Repeat verbatim the lines of the data below, beginning with the line containing "man with white" and continuing to the end.

******************************

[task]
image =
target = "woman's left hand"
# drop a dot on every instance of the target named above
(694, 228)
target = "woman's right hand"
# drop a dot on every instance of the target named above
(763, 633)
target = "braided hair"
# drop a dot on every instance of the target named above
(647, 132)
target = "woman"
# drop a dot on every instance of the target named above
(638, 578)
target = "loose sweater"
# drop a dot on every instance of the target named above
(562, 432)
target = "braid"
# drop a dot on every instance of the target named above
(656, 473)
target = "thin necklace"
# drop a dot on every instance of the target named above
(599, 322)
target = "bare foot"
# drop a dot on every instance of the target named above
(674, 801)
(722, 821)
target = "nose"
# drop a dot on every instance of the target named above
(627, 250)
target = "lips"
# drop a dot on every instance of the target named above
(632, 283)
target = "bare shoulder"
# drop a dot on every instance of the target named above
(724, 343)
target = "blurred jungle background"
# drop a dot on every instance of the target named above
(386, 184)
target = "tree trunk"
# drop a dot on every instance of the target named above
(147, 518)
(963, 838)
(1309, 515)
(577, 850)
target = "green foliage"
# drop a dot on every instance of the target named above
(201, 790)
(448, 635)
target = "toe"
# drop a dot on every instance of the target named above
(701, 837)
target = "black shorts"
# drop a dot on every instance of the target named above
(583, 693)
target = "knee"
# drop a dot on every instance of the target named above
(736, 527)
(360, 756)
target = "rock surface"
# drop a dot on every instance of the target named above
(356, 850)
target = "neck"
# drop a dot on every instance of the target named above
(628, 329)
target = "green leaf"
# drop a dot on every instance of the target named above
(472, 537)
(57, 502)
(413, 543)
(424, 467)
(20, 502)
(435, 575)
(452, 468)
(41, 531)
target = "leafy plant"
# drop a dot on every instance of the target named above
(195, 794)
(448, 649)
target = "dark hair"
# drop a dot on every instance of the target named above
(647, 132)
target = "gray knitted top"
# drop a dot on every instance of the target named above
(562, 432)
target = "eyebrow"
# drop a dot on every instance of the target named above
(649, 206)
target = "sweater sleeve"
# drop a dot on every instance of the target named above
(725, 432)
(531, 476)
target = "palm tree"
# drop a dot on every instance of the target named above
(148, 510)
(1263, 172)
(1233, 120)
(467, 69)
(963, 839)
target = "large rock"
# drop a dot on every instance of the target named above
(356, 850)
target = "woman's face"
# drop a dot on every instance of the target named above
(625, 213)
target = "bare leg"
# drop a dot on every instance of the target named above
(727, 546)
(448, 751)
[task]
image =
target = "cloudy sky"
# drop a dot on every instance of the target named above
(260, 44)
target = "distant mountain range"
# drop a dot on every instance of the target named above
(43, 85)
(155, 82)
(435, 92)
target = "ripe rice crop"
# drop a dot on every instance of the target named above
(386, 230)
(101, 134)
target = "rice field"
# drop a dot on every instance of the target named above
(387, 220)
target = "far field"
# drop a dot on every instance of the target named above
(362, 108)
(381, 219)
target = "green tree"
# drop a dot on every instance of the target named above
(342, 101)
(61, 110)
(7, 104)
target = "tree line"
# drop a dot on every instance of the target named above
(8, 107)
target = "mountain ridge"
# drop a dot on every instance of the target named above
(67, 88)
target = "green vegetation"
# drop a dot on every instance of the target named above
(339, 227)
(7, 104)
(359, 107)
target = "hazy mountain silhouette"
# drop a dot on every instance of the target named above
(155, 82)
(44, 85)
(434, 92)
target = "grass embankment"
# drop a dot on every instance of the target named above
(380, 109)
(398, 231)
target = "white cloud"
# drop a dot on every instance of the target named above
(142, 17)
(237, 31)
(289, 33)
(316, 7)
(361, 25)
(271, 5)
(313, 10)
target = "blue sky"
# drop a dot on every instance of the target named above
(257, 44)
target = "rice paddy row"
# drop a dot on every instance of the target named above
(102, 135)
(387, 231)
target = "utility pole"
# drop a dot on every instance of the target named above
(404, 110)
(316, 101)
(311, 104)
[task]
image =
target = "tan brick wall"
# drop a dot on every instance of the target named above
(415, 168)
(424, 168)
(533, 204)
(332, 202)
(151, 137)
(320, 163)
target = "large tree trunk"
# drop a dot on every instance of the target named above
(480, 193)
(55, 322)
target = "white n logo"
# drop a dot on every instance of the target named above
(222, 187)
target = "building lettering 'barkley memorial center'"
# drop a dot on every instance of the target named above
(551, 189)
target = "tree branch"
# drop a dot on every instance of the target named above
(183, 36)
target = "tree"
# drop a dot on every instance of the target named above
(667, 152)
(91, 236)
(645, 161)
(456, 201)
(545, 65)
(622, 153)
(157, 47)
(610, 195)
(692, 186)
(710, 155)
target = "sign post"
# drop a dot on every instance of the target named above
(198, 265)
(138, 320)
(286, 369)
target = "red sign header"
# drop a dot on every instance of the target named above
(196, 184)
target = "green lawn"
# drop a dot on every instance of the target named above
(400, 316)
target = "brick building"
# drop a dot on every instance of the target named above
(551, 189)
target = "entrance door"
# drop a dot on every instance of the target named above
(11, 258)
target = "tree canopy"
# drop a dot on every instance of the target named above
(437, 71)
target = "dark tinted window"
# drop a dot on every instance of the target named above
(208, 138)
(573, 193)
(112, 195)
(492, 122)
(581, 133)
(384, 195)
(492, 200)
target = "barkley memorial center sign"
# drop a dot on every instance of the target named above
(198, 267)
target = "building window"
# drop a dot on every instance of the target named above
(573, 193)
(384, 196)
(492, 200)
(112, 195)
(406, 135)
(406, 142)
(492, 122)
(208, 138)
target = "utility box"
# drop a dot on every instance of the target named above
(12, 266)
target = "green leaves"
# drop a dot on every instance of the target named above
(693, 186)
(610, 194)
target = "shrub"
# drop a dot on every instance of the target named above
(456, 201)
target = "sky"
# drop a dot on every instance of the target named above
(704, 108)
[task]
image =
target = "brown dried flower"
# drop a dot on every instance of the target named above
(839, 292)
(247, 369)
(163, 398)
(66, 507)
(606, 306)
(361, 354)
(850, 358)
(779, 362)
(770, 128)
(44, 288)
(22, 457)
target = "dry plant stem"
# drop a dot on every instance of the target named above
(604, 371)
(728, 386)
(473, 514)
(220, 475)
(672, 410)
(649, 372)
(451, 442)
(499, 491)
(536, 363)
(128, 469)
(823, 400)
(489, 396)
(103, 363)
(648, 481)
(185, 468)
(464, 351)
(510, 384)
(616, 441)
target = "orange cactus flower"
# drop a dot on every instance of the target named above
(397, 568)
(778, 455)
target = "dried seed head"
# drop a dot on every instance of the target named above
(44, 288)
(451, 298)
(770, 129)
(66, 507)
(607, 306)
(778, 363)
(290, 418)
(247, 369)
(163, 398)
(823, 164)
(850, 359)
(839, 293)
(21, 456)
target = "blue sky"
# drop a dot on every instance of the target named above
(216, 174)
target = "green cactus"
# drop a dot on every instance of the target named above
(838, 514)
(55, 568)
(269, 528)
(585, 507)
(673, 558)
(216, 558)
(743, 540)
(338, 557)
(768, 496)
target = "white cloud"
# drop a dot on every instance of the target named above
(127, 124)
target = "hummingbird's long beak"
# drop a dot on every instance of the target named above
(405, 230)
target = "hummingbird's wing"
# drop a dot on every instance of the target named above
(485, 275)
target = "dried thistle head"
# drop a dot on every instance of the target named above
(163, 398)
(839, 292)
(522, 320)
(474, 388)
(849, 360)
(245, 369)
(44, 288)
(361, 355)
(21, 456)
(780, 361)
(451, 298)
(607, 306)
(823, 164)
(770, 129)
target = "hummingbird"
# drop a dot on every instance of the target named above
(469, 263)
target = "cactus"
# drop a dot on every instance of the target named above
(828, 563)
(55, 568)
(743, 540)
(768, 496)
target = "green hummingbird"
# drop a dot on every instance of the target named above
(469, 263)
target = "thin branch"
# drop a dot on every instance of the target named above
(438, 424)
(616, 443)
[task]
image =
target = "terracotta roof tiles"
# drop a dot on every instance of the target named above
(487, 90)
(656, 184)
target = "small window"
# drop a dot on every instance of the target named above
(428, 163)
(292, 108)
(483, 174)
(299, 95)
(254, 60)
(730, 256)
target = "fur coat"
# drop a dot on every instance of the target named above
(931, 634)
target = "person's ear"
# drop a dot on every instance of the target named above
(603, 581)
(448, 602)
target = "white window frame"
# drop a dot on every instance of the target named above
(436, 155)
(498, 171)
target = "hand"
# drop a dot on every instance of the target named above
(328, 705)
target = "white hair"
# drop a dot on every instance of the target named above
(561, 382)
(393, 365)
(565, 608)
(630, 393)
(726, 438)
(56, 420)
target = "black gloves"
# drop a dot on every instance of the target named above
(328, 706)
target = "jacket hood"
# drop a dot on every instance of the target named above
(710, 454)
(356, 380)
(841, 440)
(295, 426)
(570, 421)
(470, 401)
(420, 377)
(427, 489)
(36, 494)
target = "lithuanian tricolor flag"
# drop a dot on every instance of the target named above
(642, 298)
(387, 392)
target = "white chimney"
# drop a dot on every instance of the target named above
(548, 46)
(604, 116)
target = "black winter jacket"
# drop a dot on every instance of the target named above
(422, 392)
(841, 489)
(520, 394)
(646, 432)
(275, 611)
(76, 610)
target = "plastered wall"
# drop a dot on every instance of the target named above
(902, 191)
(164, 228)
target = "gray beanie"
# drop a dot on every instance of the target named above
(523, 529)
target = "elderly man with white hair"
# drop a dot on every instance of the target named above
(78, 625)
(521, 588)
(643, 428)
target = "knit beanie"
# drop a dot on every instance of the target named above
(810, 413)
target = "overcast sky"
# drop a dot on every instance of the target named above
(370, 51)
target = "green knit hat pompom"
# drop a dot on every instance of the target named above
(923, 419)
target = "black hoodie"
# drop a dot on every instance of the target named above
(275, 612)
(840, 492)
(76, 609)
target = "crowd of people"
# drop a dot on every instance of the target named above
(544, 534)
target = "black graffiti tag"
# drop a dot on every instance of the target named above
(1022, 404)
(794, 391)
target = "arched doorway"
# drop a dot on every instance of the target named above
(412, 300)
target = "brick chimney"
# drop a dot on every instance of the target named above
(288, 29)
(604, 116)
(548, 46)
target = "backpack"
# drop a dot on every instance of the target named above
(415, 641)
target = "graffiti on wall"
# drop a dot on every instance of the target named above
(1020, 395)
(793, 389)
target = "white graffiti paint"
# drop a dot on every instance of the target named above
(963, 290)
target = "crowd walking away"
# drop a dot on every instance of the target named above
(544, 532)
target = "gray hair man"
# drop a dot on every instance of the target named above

******************************

**RESULT**
target = "elderly man with white hair"
# drop a dot on every instance of the target named above
(78, 625)
(521, 588)
(643, 428)
target = "knit beanie"
# drop a dot on every instance of the target named above
(810, 413)
target = "overcast sky"
# drop a dot on every instance of the target named above
(370, 51)
target = "green knit hat pompom"
# drop a dot on every instance of the target named above
(923, 419)
target = "black hoodie"
# drop a dot on every instance of the target named above
(275, 612)
(840, 492)
(76, 609)
target = "crowd of people"
# drop a dot on every instance of the target named above
(544, 534)
target = "black graffiti tag"
# drop a dot on every instance of the target named above
(1022, 404)
(794, 391)
target = "arched doorway"
# drop a dot on every instance of the target named above
(412, 300)
target = "brick chimney"
# drop a dot on every instance of the target named above
(288, 29)
(604, 116)
(548, 46)
target = "backpack"
# drop a dot on every instance of the target named above
(415, 641)
target = "graffiti on wall"
# drop a dot on every instance of the target named above
(1020, 395)
(793, 389)
target = "white graffiti paint"
# drop a dot on every instance of the target named above
(963, 290)
target = "crowd walking away"
# drop a dot on every instance of the target named above
(544, 532)
target = "gray hair man"
# drop a dot on every instance of the target named above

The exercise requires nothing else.